Exactly repeat the material, dropping only the pictures.

[Start Data to use]

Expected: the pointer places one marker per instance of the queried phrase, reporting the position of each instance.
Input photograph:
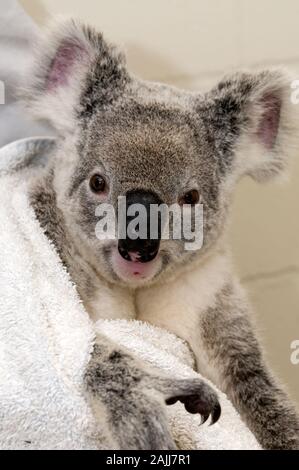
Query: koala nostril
(124, 253)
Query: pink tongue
(134, 256)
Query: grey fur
(153, 137)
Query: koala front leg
(235, 361)
(128, 398)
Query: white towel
(46, 336)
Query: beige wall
(191, 43)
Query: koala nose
(142, 249)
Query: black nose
(143, 248)
(139, 250)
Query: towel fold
(46, 336)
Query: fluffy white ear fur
(270, 138)
(65, 54)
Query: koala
(118, 135)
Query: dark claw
(216, 413)
(204, 418)
(194, 405)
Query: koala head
(120, 136)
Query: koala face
(153, 144)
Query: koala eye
(97, 184)
(190, 198)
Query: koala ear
(252, 123)
(74, 72)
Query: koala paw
(198, 398)
(132, 398)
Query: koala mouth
(134, 267)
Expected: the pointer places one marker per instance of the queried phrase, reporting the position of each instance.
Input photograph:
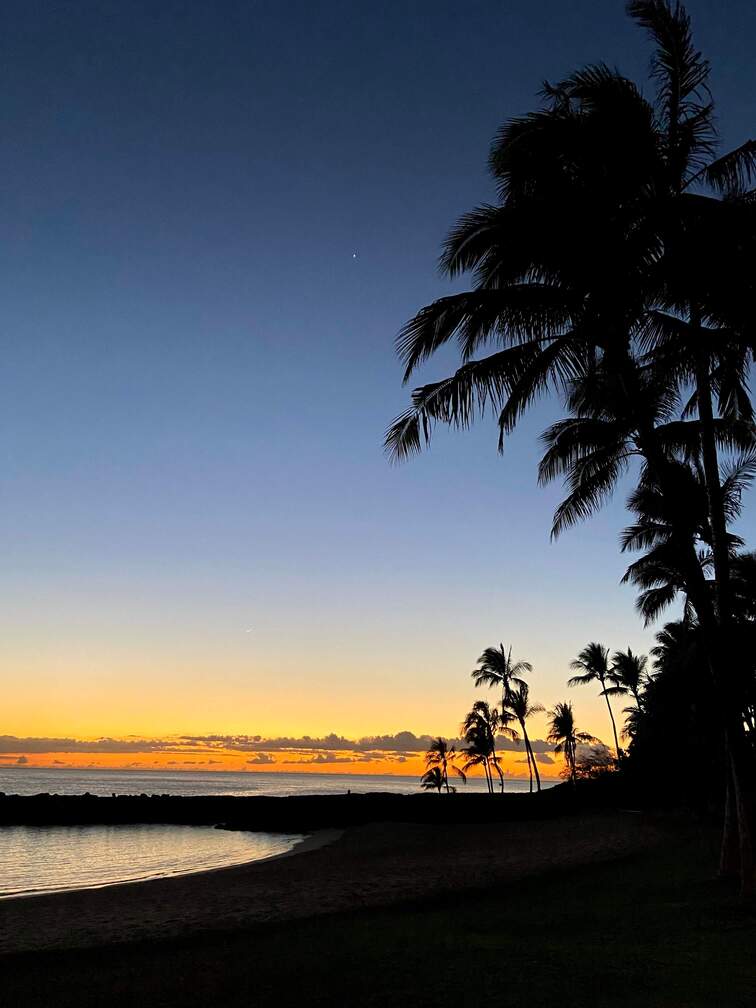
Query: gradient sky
(197, 371)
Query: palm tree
(617, 232)
(629, 675)
(480, 729)
(496, 668)
(433, 778)
(594, 661)
(442, 755)
(518, 704)
(564, 737)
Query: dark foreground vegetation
(654, 929)
(615, 273)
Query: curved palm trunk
(531, 757)
(741, 810)
(614, 724)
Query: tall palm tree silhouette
(617, 232)
(496, 668)
(433, 779)
(518, 704)
(593, 660)
(480, 729)
(564, 737)
(629, 675)
(441, 755)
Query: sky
(217, 218)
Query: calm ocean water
(36, 860)
(25, 780)
(48, 859)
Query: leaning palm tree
(564, 737)
(518, 704)
(616, 231)
(593, 660)
(480, 729)
(496, 668)
(629, 675)
(442, 755)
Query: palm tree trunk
(712, 479)
(729, 854)
(527, 754)
(614, 726)
(710, 622)
(532, 757)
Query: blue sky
(197, 371)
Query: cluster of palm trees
(484, 724)
(618, 270)
(623, 674)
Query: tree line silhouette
(617, 271)
(625, 674)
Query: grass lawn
(653, 930)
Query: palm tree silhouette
(496, 668)
(629, 675)
(480, 728)
(564, 737)
(518, 704)
(433, 778)
(618, 240)
(594, 661)
(442, 755)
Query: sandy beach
(368, 866)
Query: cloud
(321, 758)
(398, 746)
(12, 744)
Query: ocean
(33, 780)
(36, 860)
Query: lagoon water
(48, 859)
(35, 860)
(32, 780)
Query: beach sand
(369, 866)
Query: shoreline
(374, 865)
(310, 842)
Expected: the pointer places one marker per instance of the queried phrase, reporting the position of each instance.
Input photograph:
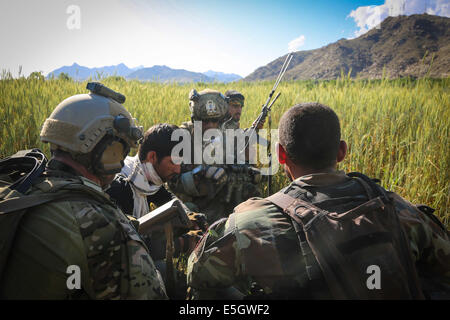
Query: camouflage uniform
(257, 244)
(90, 136)
(216, 199)
(209, 196)
(94, 235)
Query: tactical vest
(17, 198)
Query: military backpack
(17, 175)
(351, 249)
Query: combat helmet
(235, 96)
(94, 128)
(207, 105)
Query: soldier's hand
(188, 241)
(260, 125)
(217, 174)
(198, 221)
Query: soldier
(274, 248)
(211, 189)
(141, 182)
(90, 135)
(235, 105)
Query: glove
(217, 174)
(198, 221)
(189, 240)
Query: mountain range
(155, 73)
(401, 46)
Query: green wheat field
(397, 130)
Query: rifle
(265, 111)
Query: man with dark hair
(141, 180)
(323, 235)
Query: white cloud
(369, 17)
(295, 44)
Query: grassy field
(397, 131)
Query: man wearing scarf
(141, 182)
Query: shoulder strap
(25, 202)
(301, 213)
(33, 161)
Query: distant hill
(403, 46)
(155, 73)
(166, 74)
(222, 77)
(80, 73)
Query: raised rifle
(265, 111)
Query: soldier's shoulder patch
(252, 204)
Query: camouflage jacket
(94, 235)
(216, 199)
(257, 244)
(230, 124)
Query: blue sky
(229, 36)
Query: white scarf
(144, 181)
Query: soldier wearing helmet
(208, 106)
(82, 246)
(235, 101)
(205, 188)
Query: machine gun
(265, 112)
(171, 215)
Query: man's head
(235, 103)
(156, 148)
(92, 133)
(310, 139)
(208, 106)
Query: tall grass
(396, 130)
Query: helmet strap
(67, 160)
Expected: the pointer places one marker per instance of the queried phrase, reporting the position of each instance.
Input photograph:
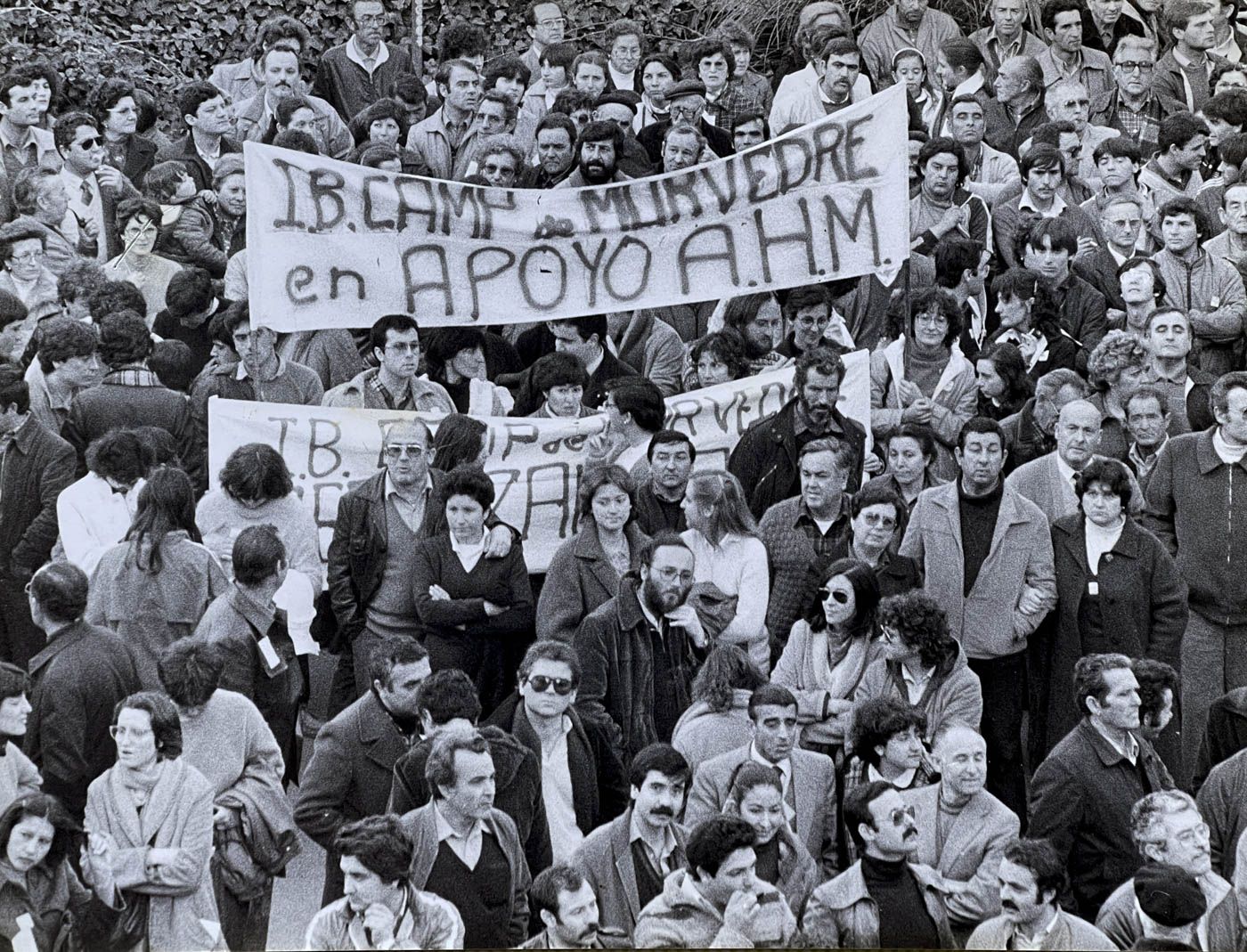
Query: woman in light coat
(151, 815)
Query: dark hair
(166, 721)
(118, 454)
(1043, 861)
(61, 590)
(257, 555)
(726, 670)
(1113, 474)
(670, 436)
(64, 339)
(1088, 680)
(713, 842)
(876, 720)
(190, 671)
(549, 649)
(920, 623)
(256, 471)
(43, 806)
(166, 503)
(592, 478)
(866, 596)
(439, 769)
(382, 845)
(459, 39)
(1012, 368)
(124, 339)
(390, 652)
(448, 695)
(857, 808)
(661, 758)
(1178, 128)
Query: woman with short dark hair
(149, 820)
(477, 612)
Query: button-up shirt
(465, 848)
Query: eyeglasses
(542, 684)
(398, 450)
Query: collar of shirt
(1026, 203)
(661, 862)
(368, 65)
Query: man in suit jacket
(627, 858)
(976, 827)
(808, 777)
(1049, 481)
(353, 759)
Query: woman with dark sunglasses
(828, 651)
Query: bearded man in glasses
(583, 779)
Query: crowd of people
(970, 671)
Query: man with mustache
(1031, 877)
(639, 651)
(845, 912)
(598, 151)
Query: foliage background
(159, 44)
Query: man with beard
(567, 906)
(557, 152)
(847, 912)
(941, 205)
(639, 651)
(467, 850)
(1168, 827)
(598, 150)
(627, 858)
(1031, 879)
(963, 829)
(764, 459)
(257, 115)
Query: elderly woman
(719, 718)
(153, 587)
(477, 612)
(716, 358)
(829, 651)
(149, 821)
(731, 557)
(139, 224)
(560, 379)
(585, 571)
(1031, 321)
(1118, 590)
(922, 664)
(756, 795)
(226, 739)
(1003, 381)
(18, 774)
(1116, 368)
(922, 377)
(41, 896)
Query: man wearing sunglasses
(583, 782)
(845, 912)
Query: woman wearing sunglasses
(922, 664)
(828, 652)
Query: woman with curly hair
(1116, 368)
(719, 718)
(586, 570)
(922, 377)
(922, 664)
(829, 651)
(1003, 383)
(1029, 321)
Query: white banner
(535, 462)
(332, 244)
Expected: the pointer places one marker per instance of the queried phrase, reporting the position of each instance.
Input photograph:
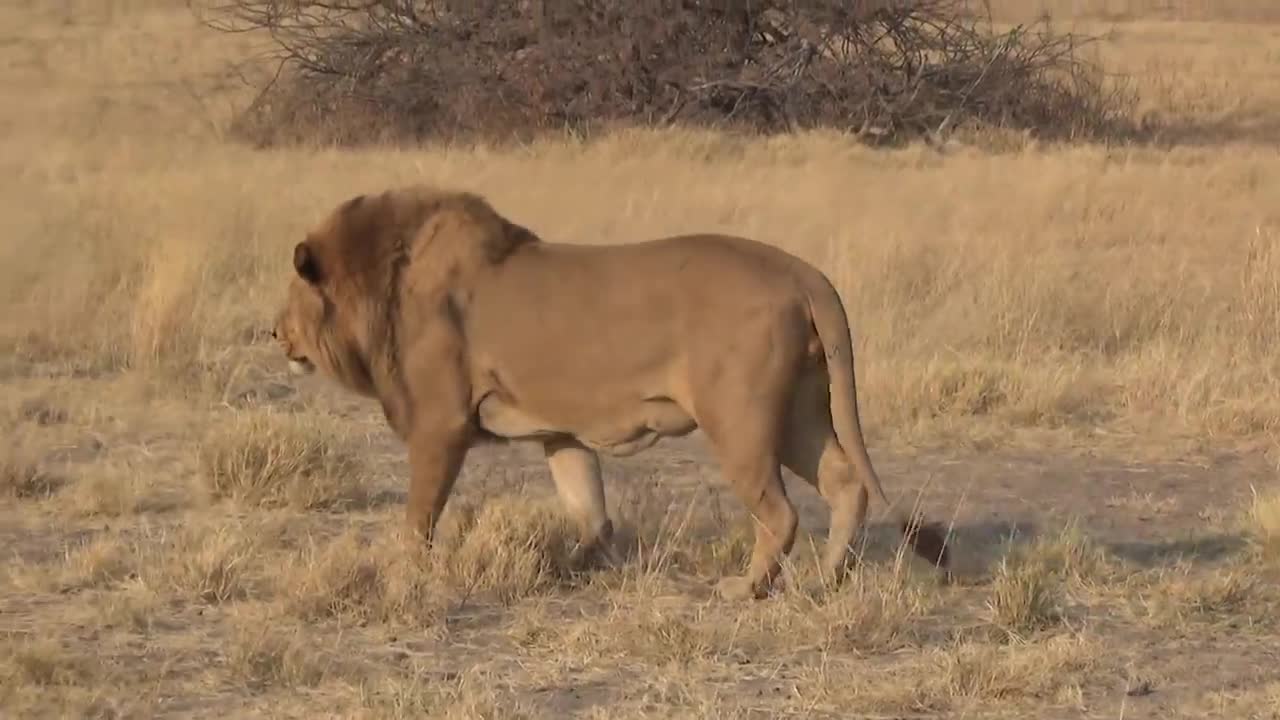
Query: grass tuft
(269, 459)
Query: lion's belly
(624, 432)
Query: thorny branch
(885, 69)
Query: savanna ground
(1065, 352)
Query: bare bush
(883, 69)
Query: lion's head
(316, 328)
(343, 296)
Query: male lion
(467, 327)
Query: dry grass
(1262, 523)
(270, 459)
(1037, 311)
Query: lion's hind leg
(813, 452)
(580, 486)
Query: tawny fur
(467, 327)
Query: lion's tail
(832, 324)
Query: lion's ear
(305, 263)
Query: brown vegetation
(887, 72)
(1068, 350)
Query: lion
(470, 328)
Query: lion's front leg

[End Data to use]

• [Complete response]
Expected: the pointer places one marker per instance of the queried phrase, reporting the position of each instance.
Input photograph:
Query: koala nostril
(124, 253)
Query: pink tongue
(134, 256)
Query: grey fur
(153, 137)
Query: koala front leg
(235, 361)
(128, 398)
Query: white towel
(46, 336)
Query: beige wall
(191, 43)
Query: koala nose
(142, 249)
Query: black nose
(143, 248)
(139, 250)
Query: towel fold
(46, 336)
Query: fluffy white ear fur
(270, 138)
(65, 54)
Query: koala
(118, 135)
Query: dark claw
(216, 413)
(204, 418)
(194, 405)
Query: koala head
(120, 136)
Query: koala face
(153, 144)
Query: koala eye
(97, 184)
(190, 198)
Query: koala ear
(252, 123)
(74, 72)
Query: koala paw
(198, 398)
(132, 398)
Query: koala mouth
(134, 267)
Expected: the pointer places one marker per instance of the queried phrase, reporting the position of each instance.
Input photograph:
Query: gradient sky
(197, 371)
Query: palm tree
(617, 232)
(629, 675)
(480, 729)
(496, 668)
(433, 778)
(594, 661)
(442, 755)
(518, 704)
(564, 737)
Query: dark foreground vegetation
(654, 929)
(615, 273)
Query: curved palm trunk
(531, 757)
(741, 810)
(614, 724)
Query: tall palm tree silhouette
(617, 232)
(496, 668)
(433, 779)
(518, 704)
(593, 660)
(480, 729)
(564, 737)
(629, 675)
(441, 755)
Query: sky
(217, 218)
Query: calm ocean water
(36, 860)
(25, 780)
(48, 859)
Query: leaning palm tree
(564, 737)
(518, 704)
(616, 231)
(593, 660)
(480, 729)
(496, 668)
(629, 675)
(442, 755)
Query: palm tree trunk
(712, 479)
(729, 854)
(527, 754)
(614, 726)
(710, 622)
(532, 757)
Query: blue sky
(197, 371)
Query: cluster of palm trees
(484, 724)
(618, 270)
(623, 674)
Query: tree line silhouette
(617, 271)
(625, 674)
Query: grass lawn
(653, 930)
Query: palm tree silhouette
(496, 668)
(629, 675)
(480, 728)
(564, 737)
(518, 704)
(433, 778)
(618, 240)
(594, 661)
(442, 755)
Query: sandy beach
(368, 866)
Query: cloud
(321, 758)
(398, 746)
(12, 744)
Query: ocean
(33, 780)
(36, 860)
Query: lagoon water
(48, 859)
(35, 860)
(32, 780)
Query: beach sand
(369, 866)
Query: shoreline
(374, 865)
(310, 842)
Expected: the pointer places one marker per instance of the queried phrase, reporting the position of each instance.
Input photograph:
Query: camouflage uniform
(257, 244)
(90, 136)
(216, 199)
(209, 196)
(94, 235)
Query: tactical vest
(17, 198)
Query: military backpack
(17, 175)
(351, 249)
Query: combat helmet
(235, 96)
(94, 128)
(207, 105)
Query: soldier's hand
(188, 241)
(260, 125)
(217, 174)
(198, 221)
Query: soldier
(274, 248)
(211, 189)
(141, 182)
(90, 135)
(235, 105)
Query: glove
(217, 174)
(198, 221)
(189, 240)
Query: mountain range
(155, 73)
(401, 46)
Query: green wheat field
(397, 130)
Query: rifle
(265, 111)
Query: man with dark hair
(141, 180)
(323, 235)
Query: white cloud
(369, 17)
(295, 44)
Query: grassy field
(397, 131)
Query: man wearing scarf
(141, 182)
Query: shoulder strap
(25, 202)
(301, 213)
(33, 161)
Query: distant hill
(403, 46)
(155, 73)
(166, 74)
(222, 77)
(80, 73)
Query: raised rifle
(265, 111)
Query: soldier's shoulder patch
(252, 204)
Query: camouflage jacket
(94, 235)
(216, 199)
(257, 244)
(230, 124)
Query: blue sky
(229, 36)
Query: white scarf
(144, 181)
Query: soldier wearing helmet
(208, 106)
(82, 246)
(235, 101)
(205, 188)
Query: machine gun
(265, 112)
(171, 215)
Query: man's head
(235, 103)
(156, 148)
(92, 133)
(310, 139)
(208, 106)
Query: tall grass
(396, 130)
Query: helmet strap
(67, 160)
Expected: the pointer places one marker per instance of the queried phrase, reporting the position of each instance.
Input photograph:
Query: woman in light coat
(151, 815)
Query: dark hair
(166, 721)
(118, 454)
(1043, 861)
(61, 590)
(257, 555)
(726, 670)
(1113, 474)
(670, 436)
(64, 339)
(1088, 680)
(713, 842)
(876, 720)
(190, 671)
(549, 649)
(920, 623)
(256, 471)
(43, 806)
(166, 503)
(592, 478)
(866, 596)
(439, 769)
(382, 845)
(459, 39)
(1012, 368)
(124, 339)
(390, 652)
(448, 695)
(857, 808)
(661, 758)
(1178, 128)
Query: woman with short dark hair
(149, 820)
(477, 612)
Query: button-up shirt
(465, 848)
Query: eyeglasses
(542, 684)
(398, 450)
Query: collar of shirt
(1026, 203)
(661, 862)
(368, 65)
Query: man in suit jacket
(627, 858)
(976, 827)
(808, 777)
(1049, 481)
(353, 759)
Query: woman with dark sunglasses
(828, 651)
Query: bearded man in glasses
(583, 779)
Query: crowd of people
(970, 671)
Query: man with mustache
(1031, 877)
(639, 651)
(845, 912)
(598, 151)
Query: foliage background
(159, 44)
Query: man with beard
(567, 906)
(557, 152)
(847, 912)
(941, 205)
(639, 651)
(467, 850)
(1168, 827)
(598, 150)
(627, 858)
(1031, 879)
(963, 829)
(764, 459)
(257, 115)
Query: elderly woman
(719, 718)
(153, 587)
(477, 612)
(716, 358)
(829, 651)
(149, 821)
(731, 557)
(139, 224)
(560, 379)
(585, 571)
(1031, 321)
(1118, 590)
(922, 664)
(756, 795)
(226, 739)
(1003, 381)
(18, 774)
(1116, 368)
(922, 377)
(41, 896)
Query: man wearing sunglasses
(583, 782)
(845, 912)
Query: woman wearing sunglasses
(922, 664)
(828, 652)
Query: woman with curly hair
(1116, 368)
(719, 718)
(586, 570)
(922, 377)
(922, 664)
(829, 651)
(1003, 383)
(1029, 321)
Query: white banner
(535, 462)
(332, 244)
Expected: the pointer places one marker per instance of the queried phrase, reporting the position of each instance.
Input photograph:
Query: grass tuft
(269, 459)
Query: lion's belly
(624, 432)
Query: thorny branch
(885, 69)
Query: savanna ground
(1065, 352)
Query: bare bush
(883, 69)
Query: lion's head
(316, 328)
(343, 296)
Query: male lion
(467, 327)
Query: dry grass
(1262, 523)
(270, 459)
(1037, 311)
Query: lion's hind leg
(813, 452)
(580, 486)
Query: tawny fur
(467, 327)
Query: lion's tail
(832, 324)
Query: lion's ear
(305, 263)
Query: brown vegetation
(887, 72)
(1068, 350)
Query: lion
(470, 328)
Query: lion's front leg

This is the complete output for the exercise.